» AIM: Rescale the listing from its first line through the line containing "x=316, y=54", reproducing every line and keeping the requests unchanged. Multiply each coordinate in the answers by 0.95 and round to the nearest whole number, rounding halves up.

Begin RECORDED INFORMATION

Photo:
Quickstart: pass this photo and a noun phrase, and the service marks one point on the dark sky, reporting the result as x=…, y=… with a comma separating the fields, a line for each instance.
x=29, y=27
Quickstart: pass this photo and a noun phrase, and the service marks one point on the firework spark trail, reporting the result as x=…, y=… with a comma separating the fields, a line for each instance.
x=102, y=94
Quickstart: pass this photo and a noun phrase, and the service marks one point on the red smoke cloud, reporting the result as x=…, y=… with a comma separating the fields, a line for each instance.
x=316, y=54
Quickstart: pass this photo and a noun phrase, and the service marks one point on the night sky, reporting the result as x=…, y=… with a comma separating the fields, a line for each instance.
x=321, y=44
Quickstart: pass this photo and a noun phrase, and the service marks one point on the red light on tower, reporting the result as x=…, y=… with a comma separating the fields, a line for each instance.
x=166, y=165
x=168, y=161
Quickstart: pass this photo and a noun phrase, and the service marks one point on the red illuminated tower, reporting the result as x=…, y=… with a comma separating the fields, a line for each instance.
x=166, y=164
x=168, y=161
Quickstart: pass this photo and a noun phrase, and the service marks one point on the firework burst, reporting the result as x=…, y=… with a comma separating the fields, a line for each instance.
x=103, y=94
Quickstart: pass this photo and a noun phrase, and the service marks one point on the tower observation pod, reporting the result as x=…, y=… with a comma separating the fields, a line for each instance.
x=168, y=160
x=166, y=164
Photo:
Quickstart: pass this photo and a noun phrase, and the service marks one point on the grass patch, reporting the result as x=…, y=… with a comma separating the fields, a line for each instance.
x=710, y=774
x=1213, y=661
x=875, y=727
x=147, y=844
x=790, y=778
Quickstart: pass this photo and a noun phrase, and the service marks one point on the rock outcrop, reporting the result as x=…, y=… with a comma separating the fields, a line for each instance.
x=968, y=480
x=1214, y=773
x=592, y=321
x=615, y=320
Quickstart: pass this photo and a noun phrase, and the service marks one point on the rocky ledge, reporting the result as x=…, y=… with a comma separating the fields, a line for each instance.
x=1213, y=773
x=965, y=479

End RECORDED INFORMATION

» EXERCISE RESULT:
Photo:
Quickstart: pass this photo and a noun phrase, and the service marks one point on the dark sky, reporting the result as x=…, y=… with a comma separating the fields, a line for each instance.
x=28, y=26
Quickstart: pass this photo and a noun phrase, and the service marks one point on the firework spark trail, reporting the result as x=…, y=… with a comma separating the fields, a line for each instance.
x=97, y=89
Quickstart: pass this photo and a noun phrase, and the service marks one point on the red smoke cloud, reporting the result as x=…, y=… with a comma separating the fields, a line for each instance.
x=300, y=51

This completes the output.